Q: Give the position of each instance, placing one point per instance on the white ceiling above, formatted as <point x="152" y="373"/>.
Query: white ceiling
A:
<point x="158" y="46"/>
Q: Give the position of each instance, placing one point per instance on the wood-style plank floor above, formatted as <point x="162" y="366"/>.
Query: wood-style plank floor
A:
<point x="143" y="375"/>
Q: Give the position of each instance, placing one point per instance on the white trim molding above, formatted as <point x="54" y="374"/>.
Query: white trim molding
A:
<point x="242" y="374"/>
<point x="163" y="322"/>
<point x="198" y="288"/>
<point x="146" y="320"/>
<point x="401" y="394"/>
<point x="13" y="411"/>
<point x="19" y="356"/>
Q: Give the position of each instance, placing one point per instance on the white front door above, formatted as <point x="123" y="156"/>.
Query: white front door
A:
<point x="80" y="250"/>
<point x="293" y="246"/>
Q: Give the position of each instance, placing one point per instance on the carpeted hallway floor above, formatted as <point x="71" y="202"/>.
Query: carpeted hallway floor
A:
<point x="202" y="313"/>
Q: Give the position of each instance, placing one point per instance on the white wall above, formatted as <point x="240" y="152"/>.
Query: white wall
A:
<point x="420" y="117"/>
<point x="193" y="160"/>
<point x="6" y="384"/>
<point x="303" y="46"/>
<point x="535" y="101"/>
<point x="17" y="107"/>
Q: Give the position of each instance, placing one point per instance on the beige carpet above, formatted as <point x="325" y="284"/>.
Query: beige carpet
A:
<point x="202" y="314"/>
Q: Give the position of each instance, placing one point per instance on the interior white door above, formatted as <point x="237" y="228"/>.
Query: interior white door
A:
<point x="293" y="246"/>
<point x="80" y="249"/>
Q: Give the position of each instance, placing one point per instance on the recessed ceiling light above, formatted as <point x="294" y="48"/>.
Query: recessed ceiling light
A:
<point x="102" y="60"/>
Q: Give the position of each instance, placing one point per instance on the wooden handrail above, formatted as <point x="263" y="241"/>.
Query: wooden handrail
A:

##############################

> [WHAT IS BEING ASKED] Reproduce every one of the lines above verbatim, from the first to the last, without changing any character.

> [COMPLETE RESPONSE]
Q: Give the position of each instance, placing one point per instance on the white ceiling above, formatted as <point x="152" y="373"/>.
Query: white ceiling
A:
<point x="158" y="46"/>
Q: Give the position of each instance, placing one point per instance on the wood-style plank floor above, formatted as <point x="162" y="366"/>.
Query: wood-style plank floor
A:
<point x="143" y="375"/>
Q: Give the position of each instance, placing one point per instance on the white trim molding above, formatted as <point x="54" y="374"/>.
Query: white trim molding
A:
<point x="242" y="374"/>
<point x="163" y="322"/>
<point x="198" y="288"/>
<point x="146" y="320"/>
<point x="401" y="394"/>
<point x="13" y="411"/>
<point x="19" y="356"/>
Q: Give the position of each instance, placing one point per instance on the white front door above, formatted as <point x="123" y="156"/>.
Query: white front door
A:
<point x="80" y="250"/>
<point x="293" y="246"/>
Q: Give the position of each instance, placing one point per instance on the carpeted hallway floor above, formatted as <point x="71" y="202"/>.
Query: carpeted hallway floor
A:
<point x="202" y="313"/>
Q: Give the position of each instance, placing one point per instance on the white wall above, formatted as <point x="240" y="152"/>.
Query: white wall
A:
<point x="420" y="117"/>
<point x="193" y="160"/>
<point x="6" y="384"/>
<point x="303" y="46"/>
<point x="535" y="101"/>
<point x="17" y="107"/>
Q: Give the position of each instance, placing one point per instance on the beige carpet above, formatted as <point x="325" y="284"/>.
Query: beige carpet
A:
<point x="202" y="314"/>
Q: Give the position of each instance, placing one point per instance on the interior white door above, formatted as <point x="237" y="228"/>.
Query: interior white door
A:
<point x="293" y="246"/>
<point x="80" y="249"/>
Q: Give the position of each instance, placing one point per instance on the recessed ceiling light above, formatted as <point x="294" y="48"/>.
Query: recessed ceiling light
A:
<point x="102" y="60"/>
Q: Give the position of each instance, placing one point per instance on the wooden handrail above, formatted as <point x="263" y="241"/>.
Query: wooden handrail
A:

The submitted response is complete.